Work task
Please copy the data shown below, word for word.

Source data
'''

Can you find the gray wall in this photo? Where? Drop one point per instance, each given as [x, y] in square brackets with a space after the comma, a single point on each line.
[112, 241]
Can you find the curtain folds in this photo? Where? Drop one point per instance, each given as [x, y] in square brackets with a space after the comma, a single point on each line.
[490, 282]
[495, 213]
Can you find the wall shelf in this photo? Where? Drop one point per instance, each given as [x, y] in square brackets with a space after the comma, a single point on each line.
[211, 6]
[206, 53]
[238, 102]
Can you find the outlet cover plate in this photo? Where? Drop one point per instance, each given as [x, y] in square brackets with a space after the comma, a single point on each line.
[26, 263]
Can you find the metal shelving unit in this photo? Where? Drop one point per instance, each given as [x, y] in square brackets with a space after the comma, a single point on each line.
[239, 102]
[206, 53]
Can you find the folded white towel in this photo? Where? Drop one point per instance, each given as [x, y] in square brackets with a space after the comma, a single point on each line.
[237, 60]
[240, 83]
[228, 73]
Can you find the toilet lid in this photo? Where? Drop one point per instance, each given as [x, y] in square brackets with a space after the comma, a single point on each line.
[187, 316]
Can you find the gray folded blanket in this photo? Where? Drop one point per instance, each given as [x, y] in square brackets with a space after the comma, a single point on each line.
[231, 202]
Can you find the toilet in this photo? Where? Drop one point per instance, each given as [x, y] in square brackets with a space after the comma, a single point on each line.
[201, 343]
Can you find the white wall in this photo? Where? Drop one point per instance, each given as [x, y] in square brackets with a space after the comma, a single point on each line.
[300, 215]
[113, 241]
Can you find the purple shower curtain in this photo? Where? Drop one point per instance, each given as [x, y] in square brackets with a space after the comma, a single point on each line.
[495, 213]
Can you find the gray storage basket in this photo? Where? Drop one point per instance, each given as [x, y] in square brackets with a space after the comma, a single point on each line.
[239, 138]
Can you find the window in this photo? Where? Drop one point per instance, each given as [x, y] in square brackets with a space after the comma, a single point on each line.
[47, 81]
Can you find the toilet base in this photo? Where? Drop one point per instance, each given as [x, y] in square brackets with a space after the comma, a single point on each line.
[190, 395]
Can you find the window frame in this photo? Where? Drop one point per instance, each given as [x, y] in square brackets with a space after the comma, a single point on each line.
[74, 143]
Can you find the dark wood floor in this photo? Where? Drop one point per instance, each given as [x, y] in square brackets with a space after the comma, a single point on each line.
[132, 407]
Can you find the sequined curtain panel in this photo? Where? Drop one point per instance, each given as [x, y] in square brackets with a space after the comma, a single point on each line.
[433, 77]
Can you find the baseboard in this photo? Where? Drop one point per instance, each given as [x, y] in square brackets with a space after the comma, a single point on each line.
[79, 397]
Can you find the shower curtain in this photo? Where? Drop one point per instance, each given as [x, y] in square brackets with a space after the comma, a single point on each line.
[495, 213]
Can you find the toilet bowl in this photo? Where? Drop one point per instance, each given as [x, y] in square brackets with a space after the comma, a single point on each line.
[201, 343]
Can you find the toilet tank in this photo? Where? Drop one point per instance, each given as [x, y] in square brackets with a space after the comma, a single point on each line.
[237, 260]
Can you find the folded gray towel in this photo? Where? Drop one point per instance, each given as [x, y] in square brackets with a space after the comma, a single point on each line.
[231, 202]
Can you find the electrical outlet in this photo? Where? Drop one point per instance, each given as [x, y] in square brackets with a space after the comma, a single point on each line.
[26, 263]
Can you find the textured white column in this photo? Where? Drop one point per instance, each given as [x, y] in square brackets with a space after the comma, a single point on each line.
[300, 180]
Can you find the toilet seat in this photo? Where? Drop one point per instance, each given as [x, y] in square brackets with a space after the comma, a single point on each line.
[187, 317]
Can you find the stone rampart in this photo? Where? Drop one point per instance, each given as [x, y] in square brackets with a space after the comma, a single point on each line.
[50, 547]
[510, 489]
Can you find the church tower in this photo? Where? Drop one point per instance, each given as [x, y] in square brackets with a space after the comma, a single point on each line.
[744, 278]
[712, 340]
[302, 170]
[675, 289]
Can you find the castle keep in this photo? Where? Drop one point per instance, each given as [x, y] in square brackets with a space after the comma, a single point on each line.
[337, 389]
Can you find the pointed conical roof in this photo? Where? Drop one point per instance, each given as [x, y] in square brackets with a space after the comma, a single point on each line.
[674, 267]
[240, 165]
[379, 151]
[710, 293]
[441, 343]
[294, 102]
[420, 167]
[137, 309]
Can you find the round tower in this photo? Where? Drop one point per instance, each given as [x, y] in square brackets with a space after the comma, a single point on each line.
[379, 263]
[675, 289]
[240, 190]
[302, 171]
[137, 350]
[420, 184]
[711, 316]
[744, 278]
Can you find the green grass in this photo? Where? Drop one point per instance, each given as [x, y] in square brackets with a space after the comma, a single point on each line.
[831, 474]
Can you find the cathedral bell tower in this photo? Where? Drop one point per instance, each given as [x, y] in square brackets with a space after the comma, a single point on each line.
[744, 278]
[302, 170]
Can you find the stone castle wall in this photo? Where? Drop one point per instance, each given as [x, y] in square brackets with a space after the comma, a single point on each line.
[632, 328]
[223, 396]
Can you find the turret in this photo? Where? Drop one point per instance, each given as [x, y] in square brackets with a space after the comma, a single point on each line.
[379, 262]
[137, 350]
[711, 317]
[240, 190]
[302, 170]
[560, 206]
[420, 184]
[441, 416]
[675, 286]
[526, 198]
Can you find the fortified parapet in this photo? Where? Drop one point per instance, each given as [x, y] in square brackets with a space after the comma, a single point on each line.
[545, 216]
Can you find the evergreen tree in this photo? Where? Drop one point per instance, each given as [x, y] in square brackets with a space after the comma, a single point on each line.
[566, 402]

'''

Expected output
Can you find the gray wall in this photo? Where? Drop one point per instance, each given as [x, y] in square brackets with a space after the comma, a single point on each line.
[112, 241]
Can you find the curtain folds in this photo? Where? Drop one point per instance, each given as [x, y] in square brackets with a space after the comma, a single point on each line.
[490, 282]
[495, 213]
Can you find the wall shelf in this photo? Where? Drop one point per instance, each given as [x, y] in square brackets with a space after the comma, a single point on each line.
[211, 6]
[206, 53]
[238, 102]
Can you find the outlet cover plate in this photo? Where? Drop one point per instance, each given as [x, y] in square brackets with a space after the comma, a single point on each line.
[26, 263]
Can you find the metal shelving unit in this photo? Where? Drop one point per instance, each given as [x, y] in square brackets with a space after the comma, a single point on each line.
[239, 102]
[206, 53]
Can you find the folded white towel in this photo? Where? Drop one point per instance, each given as [x, y] in square brackets with a space after the comma, a single point on each line.
[237, 60]
[240, 83]
[228, 73]
Can you find the toilet lid in this photo? Where? Drop one point per instance, each given as [x, y] in square brackets with a space after the comma, a single point on each line.
[187, 316]
Can you find the gray folded blanket in this photo? Where? Drop one point per instance, each given as [x, y] in square brackets with a space after the comma, a single point on each line.
[231, 202]
Can you find the toilet in this photo? Where? Drop one point per instance, each given as [x, y] in square brackets with a space after the comma, a single point on each line.
[201, 343]
Can you find the white wall in this photo? Where? Drop one point per instance, each given as [x, y] in square brackets with a space after the comma, a single point on each line.
[300, 215]
[113, 241]
Can you find the purple shower curtain in this photo? Where? Drop one point per instance, each given as [x, y] in square brackets with a space after the comma, a single point on each line.
[495, 213]
Can you find the gray storage basket in this photo? Where? Drop one point per instance, each given as [x, y] in square brackets with a space after the comma, a single point on each line.
[239, 138]
Can you find the window in this photo? Where? Drop one point per instance, each given as [x, y] in square brackets with a space after the comma, a single point on each line.
[47, 81]
Can you find the toilet base in this photo? Where? Drop one point per instance, each given as [x, y] in square brackets with a space after the comma, a single point on each line.
[190, 395]
Can you find the window frame in this photo? Where? Drop one point per instance, each given as [x, y] in square brackets with a space after the comma, a single point on each line.
[74, 143]
Can you find the dark wood floor in this photo? Where? Drop one point per instance, each given as [x, y] in square brackets with a space after the comma, a single point on each line.
[132, 407]
Can you find the sequined curtain panel in this photo? Where? Drop one point per instance, each given as [x, y] in square brackets with a space after the comma, a single point on each line.
[433, 77]
Can you find the baseboard in this photo? Where? Drop one point per instance, each given as [x, y] in square brackets with a space after the comma, a single point on each line.
[79, 397]
Can you find the shower curtain in this photo? Where? Drop one point per instance, each given as [x, y] in square brackets with a space after the comma, a single point on each line.
[495, 213]
Can you find the toilet bowl in this photo? Where? Drop one point per instance, each given as [x, y] in square brackets with a space after the comma, a single point on each line.
[201, 343]
Can you find the toilet tank in this photo? Where? Drop one point per instance, each given as [x, y] in square brackets with a space after the comma, a single point on each line.
[237, 260]
Can you find the folded gray towel in this photo? Where? Drop one point per instance, each given as [x, y] in square brackets with a space after the comma, a single point on each line.
[231, 202]
Can you find the electrical outlet in this photo? Where? Drop one point per instance, each given as [x, y] in square brackets with a space after the comma, a single point on each line.
[26, 263]
Can you find the textured white column in this photo? Where? Drop one point per instance, each given as [x, y] in square brackets with a space after the comma, a single point on each line.
[300, 180]
Can you find the toilet seat in this photo? Where? Drop one point per instance, each given as [x, y] in square brackets with a space after the comma, a single point on each line.
[187, 317]
Can you find the stone rampart in this photo? Where? Drop one point per instance, each given as [x, y] in square brackets with a space after the comma, a single point on each line.
[50, 547]
[510, 489]
Can you find the church tower in this photo? Where? Drop one point per instance, each given as [x, y] in square brackets with a space after the comma, a single point on each line.
[744, 278]
[712, 340]
[302, 170]
[675, 289]
Can you find the castle keep in this photo? Where? Drop one point per instance, each given as [x, y] in square brackets with a space after the comma, a single point on each line.
[337, 389]
Can you find the pointed conical roof in this photo? Where? Drop one point per instance, each given as [x, y] in square brackets with a space after the comma, a single point on each line.
[674, 267]
[240, 165]
[379, 151]
[710, 293]
[441, 343]
[294, 102]
[420, 167]
[137, 309]
Can you find the round tower in this photo? Where? Drop one point per instance, each given as [x, y] in square brackets with a space after the comma, a single point on each line.
[379, 263]
[675, 289]
[240, 190]
[302, 171]
[137, 350]
[420, 184]
[711, 316]
[744, 278]
Can you find the green grass in this photo? Where? Drop one point per instance, each given as [x, y] in square brackets with a space after the comma, a single point on each line.
[831, 474]
Can you find the cathedral bell tower in this photo? Where? Drop one point per instance, each given as [x, y] in square brackets with a space after the comma, a single point on each line.
[744, 278]
[302, 170]
Can you find the stone castle wall in this photo? Where? Drop one point per instance, each given as [x, y] in square brackets with a space after the comma, a single point on each line.
[632, 328]
[223, 396]
Can you find the turret in this photo? Where? Drop one point per instance, each given as [x, y] in square brackets with a space after the comma, a single point on each line.
[379, 262]
[137, 350]
[711, 317]
[240, 190]
[302, 170]
[560, 206]
[420, 184]
[441, 416]
[675, 286]
[526, 198]
Can you find the fortified parapet in this photo? Where? Drop one point per instance, each given as [x, y] in square brackets with a space after the comma, a single point on each line.
[545, 216]
Can you find the evergreen tree in this photo? Where? Drop one point per instance, each given as [x, y] in square brackets with a space after the comma, a single point on each line.
[566, 402]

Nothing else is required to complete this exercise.